* THINGS TO DO *
a: Reproduce the passage on national borders word for word, starting with "Does that basic" and going on through "one world government?".
b: Duplicate the lines of the records verbatim, starting with the line with "point: street lamp" and going on through the final line of the records.

=== READING TEXT ===

In ancient history, civilizations did not have the definite boundaries states have today—their borders could be more accurately described as frontiers.
The Roman Empire (27 BCE – 476 CE) became the first western civilization known to accurately define their borders. The basis of many succeeding governmental systems then emerged from authority or ideas borrowed from Roman or Greek city-states. Later, the European states of the Dark Ages and Middle Ages gained their authority from the Roman Catholic church. During that period loose, relatively undefined national boundaries were first established, mainly through conquests, wars, or colonization. Only recently in human history—during the last few centuries—have we demarcated firm national borders and boundaries.
Beyond those artificial borders, the primary principle of the Baha’i Faith—the unity of humanity and the oneness of the world—envisions a future state of society in which all people live and thrive as global citizens:
That one indeed is a man who, today, dedicateth himself to the service of the entire human race. The Great Being saith: Blessed and happy is he that ariseth to promote the best interests of the peoples and kindreds of the earth. … It is not for him to pride himself who loveth his own country, but rather for him who loveth the whole world. The earth is but one country, and mankind its citizens. – Baha’u’llah, Tablets of Baha’u’llah, p. 167.
Does that basic principle mean the Baha’i teachings advocate, as some might suggest, a completely borderless world? Does it mean that Baha’is are globalists, who call for the elimination of all nations in favor of one world government?
Reading this speech, given by Abdu’l-Baha in the United States in 1912, you might initially be tempted to reach that conclusion:
This is one globe, one land, one country. God did not divide it into national boundaries. He created all the continents without national divisions. Why should we make such division ourselves? These are but imaginary lines and boundaries. Europe is a continent; it is not naturally divided; man has drawn the lines and established the limits of kingdoms and empires. Man declares a river to be a boundary line between two countries, calling this side French and the other side German, whereas the river was created for both and is a natural artery for all. Is it not imagination and ignorance which impels man to violate the divine intention and make the very bounties of God the cause of war, bloodshed and destruction? Therefore, all prejudices between man and man are falsehoods and violations of the will of God. God desires unity and love; He commands harmony and fellowship. Enmity is human disobedience; God Himself is love. – Abdu’l-Baha, The Promulgation of Universal Peace, pp. 299-300.
Abdu’l-Baha, however, offered a more detailed view of a potential future world commonwealth in his 1875 book The Secret of Divine Civilization. In it, he envisioned a globally-federated union of nations, much like the individual states of the United States or today’s individual nations of the European Union, sovereign and independently governed but also a unified part of a larger whole:
True civilization will unfurl its banner in the midmost heart of the world whenever a certain number of its distinguished and high-minded sovereigns—the shining exemplars of devotion and determination—shall, for the good and happiness of all mankind, arise, with firm resolve and clear vision, to establish the Cause of Universal Peace. They must make the Cause of Peace the object of general consultation, and seek by every means in their power to establish a Union of the nations of the world. They must conclude a binding treaty and establish a covenant, the provisions of which shall be sound, inviolable and definite. … In this all-embracing Pact the limits and frontiers of each and every nation should be clearly fixed, the principles underlying the relations of governments towards one another definitely laid down, and all international agreements and obligations ascertained. – Abdu’l-Baha, The Secret of Divine Civilization, p. 64.

=== ENTRIES SUPPLIED ===

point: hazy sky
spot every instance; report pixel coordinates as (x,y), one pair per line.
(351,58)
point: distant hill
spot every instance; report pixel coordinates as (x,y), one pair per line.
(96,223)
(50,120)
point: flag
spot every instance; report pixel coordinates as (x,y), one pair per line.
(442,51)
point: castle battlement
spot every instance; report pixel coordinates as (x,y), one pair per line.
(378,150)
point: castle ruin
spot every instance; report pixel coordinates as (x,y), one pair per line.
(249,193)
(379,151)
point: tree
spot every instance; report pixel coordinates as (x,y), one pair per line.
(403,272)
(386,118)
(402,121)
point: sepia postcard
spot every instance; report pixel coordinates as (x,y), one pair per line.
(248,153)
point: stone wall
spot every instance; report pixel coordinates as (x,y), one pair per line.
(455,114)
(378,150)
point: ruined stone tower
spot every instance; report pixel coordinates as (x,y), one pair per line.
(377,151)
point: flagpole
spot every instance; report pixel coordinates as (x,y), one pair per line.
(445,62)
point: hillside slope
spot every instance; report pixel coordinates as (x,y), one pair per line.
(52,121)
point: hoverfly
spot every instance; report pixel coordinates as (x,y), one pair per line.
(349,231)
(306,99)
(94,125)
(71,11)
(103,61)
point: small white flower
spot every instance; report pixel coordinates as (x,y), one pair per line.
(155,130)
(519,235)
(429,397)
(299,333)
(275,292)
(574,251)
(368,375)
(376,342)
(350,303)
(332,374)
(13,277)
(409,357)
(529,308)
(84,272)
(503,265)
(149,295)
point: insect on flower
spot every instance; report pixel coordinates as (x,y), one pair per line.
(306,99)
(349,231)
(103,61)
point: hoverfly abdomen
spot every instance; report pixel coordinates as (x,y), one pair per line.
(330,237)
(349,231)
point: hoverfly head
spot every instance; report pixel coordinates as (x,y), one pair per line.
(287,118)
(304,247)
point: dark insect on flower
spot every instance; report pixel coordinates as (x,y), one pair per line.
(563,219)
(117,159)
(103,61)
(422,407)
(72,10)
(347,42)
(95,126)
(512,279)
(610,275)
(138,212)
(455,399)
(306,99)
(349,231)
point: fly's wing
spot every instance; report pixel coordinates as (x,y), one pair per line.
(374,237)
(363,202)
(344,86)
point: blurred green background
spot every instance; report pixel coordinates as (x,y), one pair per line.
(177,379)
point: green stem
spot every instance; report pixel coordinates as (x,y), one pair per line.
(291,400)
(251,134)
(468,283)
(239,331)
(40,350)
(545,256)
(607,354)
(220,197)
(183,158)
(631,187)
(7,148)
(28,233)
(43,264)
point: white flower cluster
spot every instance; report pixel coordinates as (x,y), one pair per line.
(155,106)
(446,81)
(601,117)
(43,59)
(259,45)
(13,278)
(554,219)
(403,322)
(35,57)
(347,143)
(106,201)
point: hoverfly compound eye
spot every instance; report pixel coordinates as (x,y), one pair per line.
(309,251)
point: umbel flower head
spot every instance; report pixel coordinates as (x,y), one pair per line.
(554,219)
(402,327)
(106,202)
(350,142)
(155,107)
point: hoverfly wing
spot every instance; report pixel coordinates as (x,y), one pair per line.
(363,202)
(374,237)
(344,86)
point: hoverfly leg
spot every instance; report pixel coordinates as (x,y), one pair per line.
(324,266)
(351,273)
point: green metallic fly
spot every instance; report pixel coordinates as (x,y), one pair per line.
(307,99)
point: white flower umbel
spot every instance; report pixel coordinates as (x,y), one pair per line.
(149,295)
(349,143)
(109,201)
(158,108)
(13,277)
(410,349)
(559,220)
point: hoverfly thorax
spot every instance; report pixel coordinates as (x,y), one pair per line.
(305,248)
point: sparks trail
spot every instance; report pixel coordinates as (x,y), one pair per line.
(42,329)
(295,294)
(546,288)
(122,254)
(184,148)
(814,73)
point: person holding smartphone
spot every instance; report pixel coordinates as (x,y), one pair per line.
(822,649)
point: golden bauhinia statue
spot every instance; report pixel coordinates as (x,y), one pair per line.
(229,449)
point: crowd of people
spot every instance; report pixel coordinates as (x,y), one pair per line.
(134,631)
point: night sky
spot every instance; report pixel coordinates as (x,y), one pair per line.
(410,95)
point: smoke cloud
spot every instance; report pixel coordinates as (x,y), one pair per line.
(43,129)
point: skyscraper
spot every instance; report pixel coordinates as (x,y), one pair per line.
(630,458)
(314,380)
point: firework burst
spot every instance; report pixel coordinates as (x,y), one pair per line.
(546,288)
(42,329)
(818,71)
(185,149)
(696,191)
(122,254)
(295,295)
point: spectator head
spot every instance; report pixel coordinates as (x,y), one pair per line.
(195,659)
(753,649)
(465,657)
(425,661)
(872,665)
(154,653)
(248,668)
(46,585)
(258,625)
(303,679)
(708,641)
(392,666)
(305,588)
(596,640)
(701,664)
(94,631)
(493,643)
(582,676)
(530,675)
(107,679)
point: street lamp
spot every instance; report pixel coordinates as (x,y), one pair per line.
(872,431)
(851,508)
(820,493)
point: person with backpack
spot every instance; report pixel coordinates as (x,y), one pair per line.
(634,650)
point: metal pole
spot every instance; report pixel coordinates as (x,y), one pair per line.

===

* ANSWERS TO THE PROBLEMS *
a:
Does that basic principle mean the Baha’i teachings advocate, as some might suggest, a completely borderless world? Does it mean that Baha’is are globalists, who call for the elimination of all nations in favor of one world government?

b:
point: street lamp
spot every instance; report pixel coordinates as (x,y), one pair per line.
(872,431)
(851,508)
(820,493)
point: person with backpack
spot every instance; report pixel coordinates as (x,y), one pair per line.
(634,650)
point: metal pole
spot every instance; report pixel coordinates as (x,y), one pair per line.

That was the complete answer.